What is needed: Transcribe the stretch of entries below from the line with "Target: black metal handrail" through the line with "pixel 24 417.", exactly and with both ends included; leave out all other lines.

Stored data
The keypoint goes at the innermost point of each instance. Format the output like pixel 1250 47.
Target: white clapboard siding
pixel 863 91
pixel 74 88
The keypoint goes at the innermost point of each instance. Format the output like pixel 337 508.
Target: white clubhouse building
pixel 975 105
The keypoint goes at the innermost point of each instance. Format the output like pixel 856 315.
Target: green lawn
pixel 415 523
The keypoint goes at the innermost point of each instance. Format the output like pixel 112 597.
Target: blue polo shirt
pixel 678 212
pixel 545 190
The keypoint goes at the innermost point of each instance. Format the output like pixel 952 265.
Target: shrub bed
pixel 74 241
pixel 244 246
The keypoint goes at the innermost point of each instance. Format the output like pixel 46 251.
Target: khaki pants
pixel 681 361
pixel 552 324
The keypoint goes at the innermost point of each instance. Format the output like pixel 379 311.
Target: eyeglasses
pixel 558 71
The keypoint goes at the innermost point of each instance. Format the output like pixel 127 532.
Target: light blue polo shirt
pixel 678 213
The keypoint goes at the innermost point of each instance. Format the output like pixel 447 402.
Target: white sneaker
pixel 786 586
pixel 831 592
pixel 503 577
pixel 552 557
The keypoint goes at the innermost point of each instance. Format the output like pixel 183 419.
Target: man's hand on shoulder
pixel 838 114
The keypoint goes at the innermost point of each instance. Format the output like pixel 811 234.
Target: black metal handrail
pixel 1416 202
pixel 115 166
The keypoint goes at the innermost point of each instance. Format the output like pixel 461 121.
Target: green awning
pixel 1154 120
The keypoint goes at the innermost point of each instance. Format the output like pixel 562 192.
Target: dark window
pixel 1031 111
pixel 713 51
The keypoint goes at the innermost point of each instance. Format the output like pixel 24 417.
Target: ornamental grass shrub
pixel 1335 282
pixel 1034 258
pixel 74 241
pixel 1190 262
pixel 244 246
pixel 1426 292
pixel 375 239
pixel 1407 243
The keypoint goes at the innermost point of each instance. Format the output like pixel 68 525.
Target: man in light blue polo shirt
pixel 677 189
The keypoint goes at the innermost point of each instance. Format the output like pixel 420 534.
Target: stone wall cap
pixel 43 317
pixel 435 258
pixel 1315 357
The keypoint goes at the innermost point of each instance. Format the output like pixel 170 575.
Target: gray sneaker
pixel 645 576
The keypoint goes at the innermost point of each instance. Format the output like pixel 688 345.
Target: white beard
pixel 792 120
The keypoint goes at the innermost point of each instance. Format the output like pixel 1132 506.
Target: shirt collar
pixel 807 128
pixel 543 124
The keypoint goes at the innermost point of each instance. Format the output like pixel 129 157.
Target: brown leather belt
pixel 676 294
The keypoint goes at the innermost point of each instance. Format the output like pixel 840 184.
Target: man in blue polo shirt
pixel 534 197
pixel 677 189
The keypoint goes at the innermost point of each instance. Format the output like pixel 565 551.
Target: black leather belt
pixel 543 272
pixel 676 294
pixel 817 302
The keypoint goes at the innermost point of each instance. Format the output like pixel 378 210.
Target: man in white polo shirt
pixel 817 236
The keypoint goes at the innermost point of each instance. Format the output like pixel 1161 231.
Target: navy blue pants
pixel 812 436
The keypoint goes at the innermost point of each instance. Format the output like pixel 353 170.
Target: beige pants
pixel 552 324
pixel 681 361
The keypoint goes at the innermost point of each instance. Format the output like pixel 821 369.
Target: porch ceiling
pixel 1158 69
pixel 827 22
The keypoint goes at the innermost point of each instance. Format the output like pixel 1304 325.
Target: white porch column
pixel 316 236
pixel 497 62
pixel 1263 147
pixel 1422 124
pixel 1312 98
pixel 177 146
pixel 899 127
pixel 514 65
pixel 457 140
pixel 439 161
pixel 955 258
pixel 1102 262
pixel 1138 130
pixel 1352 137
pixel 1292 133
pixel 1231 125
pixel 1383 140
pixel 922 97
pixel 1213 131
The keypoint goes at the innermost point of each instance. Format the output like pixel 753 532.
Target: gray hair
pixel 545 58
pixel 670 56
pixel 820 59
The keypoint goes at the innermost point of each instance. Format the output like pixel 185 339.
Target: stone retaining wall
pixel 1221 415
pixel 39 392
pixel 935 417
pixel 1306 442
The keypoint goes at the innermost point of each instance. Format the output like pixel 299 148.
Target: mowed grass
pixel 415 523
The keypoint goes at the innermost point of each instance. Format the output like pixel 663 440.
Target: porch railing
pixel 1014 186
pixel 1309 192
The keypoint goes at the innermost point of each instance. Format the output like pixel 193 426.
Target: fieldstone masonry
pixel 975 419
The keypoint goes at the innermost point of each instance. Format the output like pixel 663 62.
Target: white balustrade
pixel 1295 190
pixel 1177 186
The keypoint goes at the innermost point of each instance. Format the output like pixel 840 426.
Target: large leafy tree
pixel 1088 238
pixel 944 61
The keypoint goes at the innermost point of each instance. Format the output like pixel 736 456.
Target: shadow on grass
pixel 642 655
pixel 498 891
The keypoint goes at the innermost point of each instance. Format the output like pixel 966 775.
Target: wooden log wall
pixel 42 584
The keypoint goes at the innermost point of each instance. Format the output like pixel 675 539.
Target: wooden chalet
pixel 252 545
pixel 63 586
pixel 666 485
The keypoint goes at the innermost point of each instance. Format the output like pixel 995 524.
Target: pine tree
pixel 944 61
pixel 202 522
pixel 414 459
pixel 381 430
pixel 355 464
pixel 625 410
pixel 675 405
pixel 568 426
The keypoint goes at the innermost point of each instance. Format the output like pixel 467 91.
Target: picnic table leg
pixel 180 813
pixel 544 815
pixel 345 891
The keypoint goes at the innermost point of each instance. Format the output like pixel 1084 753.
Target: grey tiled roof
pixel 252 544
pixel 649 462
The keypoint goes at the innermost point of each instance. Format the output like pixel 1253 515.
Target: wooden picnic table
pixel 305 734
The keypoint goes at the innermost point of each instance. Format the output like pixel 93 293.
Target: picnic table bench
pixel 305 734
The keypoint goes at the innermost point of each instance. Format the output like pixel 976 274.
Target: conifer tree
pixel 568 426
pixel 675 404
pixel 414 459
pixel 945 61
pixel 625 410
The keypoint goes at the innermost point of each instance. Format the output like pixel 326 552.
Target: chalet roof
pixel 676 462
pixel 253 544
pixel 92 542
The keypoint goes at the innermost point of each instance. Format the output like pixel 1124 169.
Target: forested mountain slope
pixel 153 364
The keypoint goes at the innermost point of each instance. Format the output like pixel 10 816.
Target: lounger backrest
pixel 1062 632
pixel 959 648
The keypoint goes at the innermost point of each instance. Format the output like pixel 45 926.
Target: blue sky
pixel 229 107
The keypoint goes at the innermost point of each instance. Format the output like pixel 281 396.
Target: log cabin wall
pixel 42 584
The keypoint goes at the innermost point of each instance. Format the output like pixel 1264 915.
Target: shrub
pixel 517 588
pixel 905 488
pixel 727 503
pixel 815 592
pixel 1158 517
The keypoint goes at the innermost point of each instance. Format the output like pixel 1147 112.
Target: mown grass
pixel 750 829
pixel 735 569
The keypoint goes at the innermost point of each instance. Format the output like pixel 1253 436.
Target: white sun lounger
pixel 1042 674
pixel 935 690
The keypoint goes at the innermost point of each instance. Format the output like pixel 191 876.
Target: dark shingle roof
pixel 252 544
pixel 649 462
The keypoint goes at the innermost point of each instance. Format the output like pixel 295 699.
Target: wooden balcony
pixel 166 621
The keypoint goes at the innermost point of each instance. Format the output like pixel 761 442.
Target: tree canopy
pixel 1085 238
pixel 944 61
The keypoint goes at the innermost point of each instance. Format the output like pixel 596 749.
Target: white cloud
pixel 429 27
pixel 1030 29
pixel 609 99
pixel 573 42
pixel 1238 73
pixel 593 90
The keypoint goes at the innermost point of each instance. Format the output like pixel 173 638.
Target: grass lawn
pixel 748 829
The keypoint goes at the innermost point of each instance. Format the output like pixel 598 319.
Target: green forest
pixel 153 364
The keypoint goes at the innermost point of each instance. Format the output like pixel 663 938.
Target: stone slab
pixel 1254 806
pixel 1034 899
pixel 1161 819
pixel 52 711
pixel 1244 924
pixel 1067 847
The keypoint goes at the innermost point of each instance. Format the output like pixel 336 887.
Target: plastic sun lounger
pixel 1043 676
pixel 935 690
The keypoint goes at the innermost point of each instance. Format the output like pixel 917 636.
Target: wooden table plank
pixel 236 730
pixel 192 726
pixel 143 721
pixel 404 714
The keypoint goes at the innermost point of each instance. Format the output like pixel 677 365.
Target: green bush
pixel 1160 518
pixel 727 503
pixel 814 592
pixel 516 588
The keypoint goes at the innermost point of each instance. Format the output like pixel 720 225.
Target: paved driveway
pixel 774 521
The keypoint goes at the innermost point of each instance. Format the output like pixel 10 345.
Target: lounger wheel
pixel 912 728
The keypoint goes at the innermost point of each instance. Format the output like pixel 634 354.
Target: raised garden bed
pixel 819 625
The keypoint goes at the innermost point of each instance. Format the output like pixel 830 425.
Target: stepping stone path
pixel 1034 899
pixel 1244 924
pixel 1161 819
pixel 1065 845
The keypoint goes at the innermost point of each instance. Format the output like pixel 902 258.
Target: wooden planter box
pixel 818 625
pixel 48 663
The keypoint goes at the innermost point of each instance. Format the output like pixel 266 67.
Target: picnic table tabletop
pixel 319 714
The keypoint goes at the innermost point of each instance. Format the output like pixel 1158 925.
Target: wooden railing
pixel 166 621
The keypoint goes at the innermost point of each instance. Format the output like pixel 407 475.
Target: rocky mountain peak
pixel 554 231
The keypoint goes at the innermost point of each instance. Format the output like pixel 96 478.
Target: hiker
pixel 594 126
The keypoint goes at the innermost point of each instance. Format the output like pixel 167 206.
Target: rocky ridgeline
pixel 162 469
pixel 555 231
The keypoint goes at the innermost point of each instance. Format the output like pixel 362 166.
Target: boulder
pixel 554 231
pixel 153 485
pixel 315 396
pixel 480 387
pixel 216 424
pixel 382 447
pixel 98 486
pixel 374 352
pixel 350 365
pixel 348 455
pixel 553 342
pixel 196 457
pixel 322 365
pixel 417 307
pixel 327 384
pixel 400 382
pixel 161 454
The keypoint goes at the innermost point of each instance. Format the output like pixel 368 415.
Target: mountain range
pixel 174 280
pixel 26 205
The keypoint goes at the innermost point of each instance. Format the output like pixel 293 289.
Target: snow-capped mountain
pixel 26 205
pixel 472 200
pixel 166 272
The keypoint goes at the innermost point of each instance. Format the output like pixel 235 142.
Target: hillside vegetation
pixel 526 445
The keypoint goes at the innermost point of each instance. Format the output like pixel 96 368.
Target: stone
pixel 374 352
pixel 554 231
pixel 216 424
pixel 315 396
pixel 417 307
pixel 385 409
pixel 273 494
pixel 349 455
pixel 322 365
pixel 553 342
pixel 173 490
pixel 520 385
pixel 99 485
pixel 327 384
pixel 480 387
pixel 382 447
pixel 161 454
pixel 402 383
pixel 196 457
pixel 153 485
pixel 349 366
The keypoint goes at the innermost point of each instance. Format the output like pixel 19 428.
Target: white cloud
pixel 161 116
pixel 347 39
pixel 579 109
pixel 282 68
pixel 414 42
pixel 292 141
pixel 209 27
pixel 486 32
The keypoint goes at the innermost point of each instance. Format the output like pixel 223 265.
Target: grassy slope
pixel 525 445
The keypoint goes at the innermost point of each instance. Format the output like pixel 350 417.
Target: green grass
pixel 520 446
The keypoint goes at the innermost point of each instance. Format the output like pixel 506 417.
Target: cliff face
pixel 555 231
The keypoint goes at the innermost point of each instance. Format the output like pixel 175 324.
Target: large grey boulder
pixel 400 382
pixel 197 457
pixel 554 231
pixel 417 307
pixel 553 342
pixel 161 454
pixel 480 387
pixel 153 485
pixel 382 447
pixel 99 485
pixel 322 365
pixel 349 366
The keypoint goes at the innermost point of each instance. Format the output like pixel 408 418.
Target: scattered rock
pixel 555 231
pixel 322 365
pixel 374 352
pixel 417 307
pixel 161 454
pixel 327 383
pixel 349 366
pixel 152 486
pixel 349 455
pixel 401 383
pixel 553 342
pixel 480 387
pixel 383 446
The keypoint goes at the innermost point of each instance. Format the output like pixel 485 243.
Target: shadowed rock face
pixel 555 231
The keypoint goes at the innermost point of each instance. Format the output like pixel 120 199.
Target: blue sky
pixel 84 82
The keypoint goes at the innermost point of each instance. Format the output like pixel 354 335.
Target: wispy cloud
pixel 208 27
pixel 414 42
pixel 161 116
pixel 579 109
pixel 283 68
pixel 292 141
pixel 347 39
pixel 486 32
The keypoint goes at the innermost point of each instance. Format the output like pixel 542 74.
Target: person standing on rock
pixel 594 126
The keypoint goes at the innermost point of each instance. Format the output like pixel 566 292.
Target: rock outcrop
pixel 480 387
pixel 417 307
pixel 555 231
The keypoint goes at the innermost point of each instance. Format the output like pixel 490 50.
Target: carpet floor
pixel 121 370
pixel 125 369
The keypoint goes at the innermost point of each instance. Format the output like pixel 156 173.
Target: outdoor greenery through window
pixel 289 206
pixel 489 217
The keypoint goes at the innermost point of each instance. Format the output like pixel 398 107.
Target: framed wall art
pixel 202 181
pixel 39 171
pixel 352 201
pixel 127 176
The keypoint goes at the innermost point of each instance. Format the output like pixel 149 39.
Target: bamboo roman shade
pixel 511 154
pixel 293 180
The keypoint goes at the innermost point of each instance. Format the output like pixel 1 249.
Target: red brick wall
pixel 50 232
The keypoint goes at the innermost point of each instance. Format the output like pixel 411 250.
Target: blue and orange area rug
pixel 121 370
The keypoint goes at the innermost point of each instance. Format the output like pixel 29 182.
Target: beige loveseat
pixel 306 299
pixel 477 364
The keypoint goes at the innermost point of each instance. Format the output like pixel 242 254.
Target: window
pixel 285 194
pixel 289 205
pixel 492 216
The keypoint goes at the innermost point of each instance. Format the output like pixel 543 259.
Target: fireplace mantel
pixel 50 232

Exercise solution:
Target: black metal handrail
pixel 1416 202
pixel 115 166
The keypoint goes at the innermost point of each instance. Format the output like pixel 461 121.
Target: green awning
pixel 1154 120
The keypoint goes at the innermost point of each instance. Format the output like pixel 562 192.
Target: dark window
pixel 1031 111
pixel 713 51
The keypoint goes at the innermost point of each instance. Format the output like pixel 24 417.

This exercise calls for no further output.